**WHAT TO WORK ON**
**1)** Return the passage from the article on getting a non-executive director role, starting at "2. Network, network, network, and" and ending at "on the board.", copied word for word.
**2)** Write the next part of the article on landing a non-executive board seat, picking up after its last sentence.
[[ DOCUMENT TEXT, beginning ]]
I would like to get a Non Executive Director role


By: Mary-Sue Rogers, WOB Non-Executive-Director. Mary-Sue Roger's top summary of the lessons learned and things you can do to help improve your chances of appointment to a NED position for a listed organisation.
I have recently been to several networking events that focused on “how do I get on to a board as a non-executive”?  The supply of individuals, with significant experience and qualifications, outstrips the demand for non-executive directors (NED) especially at the listed company end of the market.  And the challenge for talented women to get appointed to an FTSE board is even more of an uphill battle.  



This is my top summary of the lessons learned and things you can do to help improve your chances of appointment to a NED position for a listed organisation.

  1. One of the best paths to get to a NED role is via a C-Suite role.  If you are a CEO, CFO or similar, especially on a listed company, you have a much better chance of getting a NED position.  You are already part of the club and a known entity regarding performance, behaviour and culture at the executive board level.
  2. Network, network, network, and the best networking activities are ones where you will meet members of boards, especially chair people.  There were several stories told at the events describing how an individual got shortlisted on a board and almost all of them involved being recommended by someone on the board.
  3. Chairpeople of listed companies are a “network” of their own, and they are aware when board positions are coming up, or vacancies exist within the network.  This is one of the reasons why once you get a board position it becomes easier to get asked to consider another board.  The chair people talk and ask each other “who do you know….”?
  4. Recruiters are the least efficient route.  Sorry to any recruiters reading this but across the individual women who had been appointed to a board none of them had gotten the position through a recruiter.  In fact, there were examples where the recruiters were aware of the candidate, did not shortlist them for the role, and at the end of the day, they were appointed because – see point 2.
  5. Target which board you want and then build a pitch for selling you to that board.  Call up the chairperson or another member of that board and give them the pitch.  It might not come to anything but – see point 2 and 3.  If they liked what they heard, the next time someone asks them “who do you know?” they will be aware of you, what you want to do and how you add value.
[[ DOCUMENT TEXT, end ]]
[[ DATASET SECTION, beginning ]]
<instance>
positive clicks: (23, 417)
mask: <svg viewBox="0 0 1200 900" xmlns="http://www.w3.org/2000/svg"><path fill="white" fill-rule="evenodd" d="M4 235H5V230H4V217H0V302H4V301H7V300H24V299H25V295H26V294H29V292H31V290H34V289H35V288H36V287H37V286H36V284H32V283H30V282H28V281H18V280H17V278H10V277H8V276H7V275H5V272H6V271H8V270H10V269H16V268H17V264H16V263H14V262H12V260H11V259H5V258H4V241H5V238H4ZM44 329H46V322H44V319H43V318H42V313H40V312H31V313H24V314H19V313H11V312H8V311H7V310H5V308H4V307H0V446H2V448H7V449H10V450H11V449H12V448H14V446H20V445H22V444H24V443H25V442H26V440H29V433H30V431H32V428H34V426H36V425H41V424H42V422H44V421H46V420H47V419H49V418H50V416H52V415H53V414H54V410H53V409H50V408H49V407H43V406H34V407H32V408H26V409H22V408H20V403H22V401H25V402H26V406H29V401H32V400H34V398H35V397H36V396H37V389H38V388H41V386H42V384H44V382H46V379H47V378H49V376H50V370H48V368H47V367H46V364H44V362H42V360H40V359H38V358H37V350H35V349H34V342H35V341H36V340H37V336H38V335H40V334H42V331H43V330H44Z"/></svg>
[[ DATASET SECTION, end ]]
**RESPONSES TO THE EXERCISE**
**1)**
2. Network, network, network, and the best networking activities are ones where you will meet members of boards, especially chair people.  There were several stories told at the events describing how an individual got shortlisted on a board and almost all of them involved being recommended by someone on the board.

**2)**
  6. The competencies, skills and experience of what they think they want from a new board member will change after they talk to people.  You thought you were the perfect match to their specification and then they changed the spec. 
  7. Make sure you have good financial literacy.
  8. Start with a smaller board including not for profits.  Unless you are a CEO of a listed company the chances of getting on an FTSE board, as your first board, is almost impossible.
  9. Don’t expect communication back regarding the status of your interest or application.  The “applicant management” portion of the board recruitment process is very poor.  Speaking from personal experience – you are lucky to get any communication other than “we received your CV”.  In many cases, you don’t even know if they filled the role or are still looking.
The most important messages from the various sessions were: -
  1.  Make sure you want to be a NED.  There are many other ways you can add value to an organisation.  Be an advisor or coach or sit on a subcommittee.  Before you start the journey make sure you want to get to the destination.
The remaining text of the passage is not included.